Article
My XJR is only around 42k miles, but since 2008 has only been driving on the lousy london roads, and when I bought it, all the bushes, stabilisers and arms etc needed to be changed
Ok I am sold But you have the S type right? Is it lighter than the XJR X350? I will try to get the R1, but on their website, they do not seem to ship to UK
Cambo - which pads do you recommend? I do not hear good things about the EBC, and especially now with me experience with their rotors, I do not want to put anything on with their name. How are the R1 pads ?
Ok I am sold But you have the S type right? Is it lighter than the XJR X350? I will try to get the R1, but on their website, they do not seem to ship to UK
Originally Posted by XJRLondon2004
Cambo - which pads do you recommend? I do not hear good things about the EBC, and especially now with me experience with their rotors, I do not want to put anything on with their name. How are the R1 pads ?
Check the link in the other thread that I posted before, go to the R1 store on ebay.com, will ship worldwide via the Global Shipping Program, the shipping is quite cheap that way. The R1 website has ridiculous shipping costs to outside of the US.
I have an XJR. It's probably lighter than the STR. Mine weighed in at 1760kg, without me in it, or the spare/jack/tools and 1/4 tank of fuel.
I have EBC Yellowstuff pads on the XJR with the R1 rotors. They have been a good combination from my point of view. I also had EBC Redstuff on my old X-Type, as well as on my current Freelander 2. I am happy with EBC pads, primarily because of the low dust, but the performance has also been good. The Yellows were good on the track, and are fine on the street.

Data block
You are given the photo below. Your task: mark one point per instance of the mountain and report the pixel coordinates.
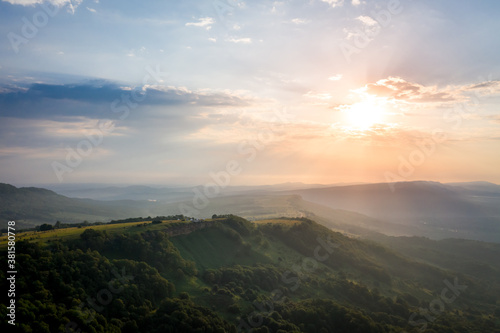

Exercise tasks
1. From the forum thread, restate the passage between "I have an XJR." and "on the street.", inclusive.
2. Answer these questions from the forum thread:
(a) What weight did the XJR weigh in at?
(b) Which EBC pads are fitted to the XJR with the R1 rotors?
(c) Since what year has the 42k-mile XJR been driven only on London roads?
3. Render this sentence from the forum thread in Spanish: "The R1 website has ridiculous shipping costs to outside of the US."
The data that comes after the forum thread is separate material.

Answers for the exercise
1.
I have an XJR. It's probably lighter than the STR. Mine weighed in at 1760kg, without me in it, or the spare/jack/tools and 1/4 tank of fuel.
I have EBC Yellowstuff pads on the XJR with the R1 rotors. They have been a good combination from my point of view. I also had EBC Redstuff on my old X-Type, as well as on my current Freelander 2. I am happy with EBC pads, primarily because of the low dust, but the performance has also been good. The Yellows were good on the track, and are fine on the street.

2.
(a) 1760kg
(b) EBC Yellowstuff
(c) 2008

3. El sitio web de R1 tiene costos de envío ridículos para fuera de EE. UU.